» **PAGE TEXT**:
□ □ □ □ □ □ □

I suggest setting aside a few hours on Sunday, whatever time is good for you, to prep for the rest of the week’s meals. Much of this Sunday time is unattended, so you could read a book, help your kid with their homework, play a game, or watch television while you’re getting ready for a week full of delicious, nutritious meals.
1. In the morning, soak a pound dried chickpeas by covering them with water in a large bowl. 2. At any point at least an hour before dinner, start making your meat mixture to stuff in the peppers for Sunday’s supper. You’ll use the remaining mix to make Meat Loaf for a meal later in the week. 3. Cook the hollowed out green peppers in salted boiling water for 3 minutes. Remove with tongs and drain. Add ½ pound of trimmed green beans. Cook for 2 minutes and then remove to a bowl of ice water to stop the cooking immediately. Set the peppers in a pan ready for stuffing. Wrap the green beans in paper towels then package in a container and refrigerate. 4. While the Stuffed Peppers and Meat Loaf are baking, prepare the Moussaka up until the point at which it goes in the oven. 5. Cook the chickpeas. Drain the chickpeas and put them in a large saucepan. Cover with about 1 ½ inches of water and add a teaspoon of salt. Bring to a boil, skimming any foam that rises to the top (you don’t have to be obsessive about this). Reduce to a simmer and cook until tender. Let cool then package the chickpeas in their cooking liquid and refrigerate.

□ □ □ □ □ □ □

» **SET TASK 1**:
The meal-prep text suggests several things to do during the unattended Sunday time. List all of them.

□ □ □ □ □ □ □

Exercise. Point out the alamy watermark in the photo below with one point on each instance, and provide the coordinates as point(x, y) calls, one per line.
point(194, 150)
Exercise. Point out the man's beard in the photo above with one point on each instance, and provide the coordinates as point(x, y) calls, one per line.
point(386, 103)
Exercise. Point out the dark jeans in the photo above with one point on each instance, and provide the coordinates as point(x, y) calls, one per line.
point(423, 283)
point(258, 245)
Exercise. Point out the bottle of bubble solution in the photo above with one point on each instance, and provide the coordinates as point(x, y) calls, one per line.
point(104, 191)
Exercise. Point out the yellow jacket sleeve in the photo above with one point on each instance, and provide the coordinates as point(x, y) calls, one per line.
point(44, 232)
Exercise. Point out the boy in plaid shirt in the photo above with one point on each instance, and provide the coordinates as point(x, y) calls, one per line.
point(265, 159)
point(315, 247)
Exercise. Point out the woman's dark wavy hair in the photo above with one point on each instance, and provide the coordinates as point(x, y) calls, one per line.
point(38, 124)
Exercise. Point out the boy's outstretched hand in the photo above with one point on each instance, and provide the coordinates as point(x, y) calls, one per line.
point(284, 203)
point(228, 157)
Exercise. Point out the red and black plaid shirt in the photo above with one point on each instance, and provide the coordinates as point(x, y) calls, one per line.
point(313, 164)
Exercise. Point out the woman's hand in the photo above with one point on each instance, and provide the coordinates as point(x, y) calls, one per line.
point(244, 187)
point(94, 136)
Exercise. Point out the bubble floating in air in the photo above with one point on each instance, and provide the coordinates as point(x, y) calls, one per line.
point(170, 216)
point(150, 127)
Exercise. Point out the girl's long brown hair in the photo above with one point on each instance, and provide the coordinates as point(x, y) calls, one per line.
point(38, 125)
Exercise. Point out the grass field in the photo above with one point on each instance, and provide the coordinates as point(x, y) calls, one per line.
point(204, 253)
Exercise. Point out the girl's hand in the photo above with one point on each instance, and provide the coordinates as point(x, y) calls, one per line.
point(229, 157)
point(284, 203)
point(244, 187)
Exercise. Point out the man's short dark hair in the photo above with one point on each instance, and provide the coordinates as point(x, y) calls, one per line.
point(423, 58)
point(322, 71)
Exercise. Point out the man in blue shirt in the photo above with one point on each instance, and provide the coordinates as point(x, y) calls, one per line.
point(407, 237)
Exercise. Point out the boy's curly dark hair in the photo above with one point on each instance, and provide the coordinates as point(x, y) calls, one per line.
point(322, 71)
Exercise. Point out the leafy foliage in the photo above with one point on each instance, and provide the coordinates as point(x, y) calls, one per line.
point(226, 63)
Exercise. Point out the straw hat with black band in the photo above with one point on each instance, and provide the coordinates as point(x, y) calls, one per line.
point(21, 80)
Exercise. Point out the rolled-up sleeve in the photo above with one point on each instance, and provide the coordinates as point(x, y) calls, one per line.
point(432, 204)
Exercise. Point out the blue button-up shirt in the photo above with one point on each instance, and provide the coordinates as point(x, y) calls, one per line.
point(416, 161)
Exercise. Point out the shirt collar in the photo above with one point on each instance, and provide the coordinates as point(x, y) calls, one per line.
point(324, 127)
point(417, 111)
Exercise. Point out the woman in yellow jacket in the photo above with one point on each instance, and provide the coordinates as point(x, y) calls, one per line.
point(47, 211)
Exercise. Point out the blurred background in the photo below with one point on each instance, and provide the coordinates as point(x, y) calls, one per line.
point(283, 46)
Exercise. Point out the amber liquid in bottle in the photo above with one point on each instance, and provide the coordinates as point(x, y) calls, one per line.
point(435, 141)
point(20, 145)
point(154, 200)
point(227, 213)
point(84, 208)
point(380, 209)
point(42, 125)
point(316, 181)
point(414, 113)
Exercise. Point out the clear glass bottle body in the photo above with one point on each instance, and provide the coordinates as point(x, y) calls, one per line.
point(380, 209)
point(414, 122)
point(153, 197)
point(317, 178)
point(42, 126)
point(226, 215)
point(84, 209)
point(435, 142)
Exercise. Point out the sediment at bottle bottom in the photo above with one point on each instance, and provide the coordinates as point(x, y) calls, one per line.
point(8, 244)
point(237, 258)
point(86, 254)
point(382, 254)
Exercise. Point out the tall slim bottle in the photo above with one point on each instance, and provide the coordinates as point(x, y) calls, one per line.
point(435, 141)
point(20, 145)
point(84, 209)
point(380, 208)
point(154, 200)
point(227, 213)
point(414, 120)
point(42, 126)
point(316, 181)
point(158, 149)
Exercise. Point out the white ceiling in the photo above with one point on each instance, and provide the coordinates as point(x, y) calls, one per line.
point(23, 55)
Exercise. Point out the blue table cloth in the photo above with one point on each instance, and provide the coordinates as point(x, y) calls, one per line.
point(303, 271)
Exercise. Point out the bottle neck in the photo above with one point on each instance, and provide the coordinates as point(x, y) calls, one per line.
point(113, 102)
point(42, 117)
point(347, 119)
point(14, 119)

□ □ □ □ □ □ □

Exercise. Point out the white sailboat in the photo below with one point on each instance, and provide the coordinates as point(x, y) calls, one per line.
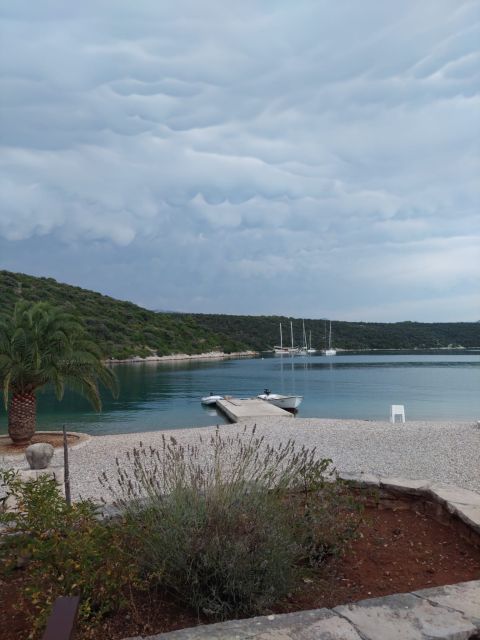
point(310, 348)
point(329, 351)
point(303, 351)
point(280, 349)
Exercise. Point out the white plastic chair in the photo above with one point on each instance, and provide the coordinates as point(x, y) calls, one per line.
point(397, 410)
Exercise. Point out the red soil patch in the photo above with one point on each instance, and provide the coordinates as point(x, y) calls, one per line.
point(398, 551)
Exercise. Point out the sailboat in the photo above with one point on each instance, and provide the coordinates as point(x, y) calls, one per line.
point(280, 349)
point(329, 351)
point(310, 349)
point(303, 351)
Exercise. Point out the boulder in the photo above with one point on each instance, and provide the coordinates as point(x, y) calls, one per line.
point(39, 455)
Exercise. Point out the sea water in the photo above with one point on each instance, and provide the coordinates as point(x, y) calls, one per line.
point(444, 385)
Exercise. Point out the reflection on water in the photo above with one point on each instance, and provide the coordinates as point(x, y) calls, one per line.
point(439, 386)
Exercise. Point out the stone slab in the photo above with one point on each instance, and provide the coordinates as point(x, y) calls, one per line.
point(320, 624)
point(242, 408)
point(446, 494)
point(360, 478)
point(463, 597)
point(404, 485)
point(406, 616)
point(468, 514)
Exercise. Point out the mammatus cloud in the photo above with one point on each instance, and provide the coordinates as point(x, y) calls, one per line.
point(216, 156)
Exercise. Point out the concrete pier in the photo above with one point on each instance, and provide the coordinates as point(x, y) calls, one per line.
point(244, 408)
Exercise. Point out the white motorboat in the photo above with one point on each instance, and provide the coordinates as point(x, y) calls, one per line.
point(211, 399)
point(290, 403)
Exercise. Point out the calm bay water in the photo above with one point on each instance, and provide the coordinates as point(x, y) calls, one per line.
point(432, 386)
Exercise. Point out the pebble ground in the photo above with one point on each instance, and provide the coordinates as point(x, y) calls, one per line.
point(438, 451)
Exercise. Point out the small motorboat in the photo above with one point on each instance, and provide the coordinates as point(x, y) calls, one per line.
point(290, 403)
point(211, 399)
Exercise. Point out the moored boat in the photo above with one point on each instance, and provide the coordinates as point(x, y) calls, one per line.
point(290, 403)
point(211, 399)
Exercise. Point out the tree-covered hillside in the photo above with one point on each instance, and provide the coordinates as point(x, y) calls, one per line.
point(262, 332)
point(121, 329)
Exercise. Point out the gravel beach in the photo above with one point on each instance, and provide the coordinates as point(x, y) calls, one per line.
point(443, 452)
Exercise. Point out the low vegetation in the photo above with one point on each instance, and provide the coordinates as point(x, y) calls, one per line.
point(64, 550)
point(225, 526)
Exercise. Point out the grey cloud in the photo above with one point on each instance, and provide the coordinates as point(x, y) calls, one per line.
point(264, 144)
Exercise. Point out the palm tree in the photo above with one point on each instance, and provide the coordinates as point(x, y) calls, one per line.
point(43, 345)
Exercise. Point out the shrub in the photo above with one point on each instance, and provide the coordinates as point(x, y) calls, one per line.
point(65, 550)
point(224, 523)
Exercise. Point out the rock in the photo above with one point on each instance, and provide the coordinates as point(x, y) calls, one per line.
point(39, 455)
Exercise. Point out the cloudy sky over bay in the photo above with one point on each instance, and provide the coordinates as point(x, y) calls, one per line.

□ □ □ □ □ □ □

» **SET TASK 2**:
Arrange these records as a numbered list, starting at the line that contains "Exercise. Point out the stone" and stopping after the line that contains "point(244, 408)".

» **EXERCISE RESULT 1**:
- Read a book
- Help your kid with their homework
- Play a game
- Watch television

» **EXERCISE RESULT 2**:
1. Exercise. Point out the stone slab in the photo above with one point on each instance, and provide the coordinates as point(x, y) calls, one per line.
2. point(320, 624)
3. point(242, 408)
4. point(446, 494)
5. point(360, 478)
6. point(463, 597)
7. point(404, 485)
8. point(406, 616)
9. point(468, 514)
10. Exercise. Point out the mammatus cloud in the photo above with one point on each instance, and provide the coordinates as point(x, y) calls, one per line.
11. point(216, 156)
12. Exercise. Point out the concrete pier in the photo above with one point on each instance, and provide the coordinates as point(x, y) calls, one per line.
13. point(244, 408)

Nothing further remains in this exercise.